The task: Write out all of the lines below in full, shifting each coordinate in the answers up by 72. Leave the sample points unchanged.

Excerpts of pointing data:
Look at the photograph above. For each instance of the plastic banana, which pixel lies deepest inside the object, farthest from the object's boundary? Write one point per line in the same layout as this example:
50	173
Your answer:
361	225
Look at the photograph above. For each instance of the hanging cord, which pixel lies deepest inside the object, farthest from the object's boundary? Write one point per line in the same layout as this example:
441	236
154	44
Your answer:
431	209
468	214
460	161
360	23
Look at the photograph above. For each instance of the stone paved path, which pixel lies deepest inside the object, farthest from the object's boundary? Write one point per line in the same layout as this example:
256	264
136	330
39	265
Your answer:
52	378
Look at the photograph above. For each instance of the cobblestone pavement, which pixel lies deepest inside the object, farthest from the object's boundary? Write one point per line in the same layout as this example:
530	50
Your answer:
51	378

Expected answer:
Look at the photograph above. For each instance of the plastic banana, which pixel lies deepest inside the object, farthest from the object's boundary? Write one point per line in the same layout as this example:
50	173
Your answer:
433	297
Look at the photograph above. For each instance of the hanging cord, which pixel lies deepest inside the object, farthest from the object's boundary? Write one point per line in the same layout as this example:
441	236
154	44
Your answer:
503	281
540	286
532	233
432	95
Look at the photograph above. For each instance of the stone paved path, which pixel lies deepest inside the object, farthest from the object's boundary? Write one point per line in the same layout as this example:
256	264
136	330
39	265
Your answer:
124	450
Look at the photograph above. For each instance of the cobblestone pavement, which pixel lies deepest inside the object, farthest from the object's boundary? Write one point per line in the same layout as this example:
530	50
Your answer:
123	450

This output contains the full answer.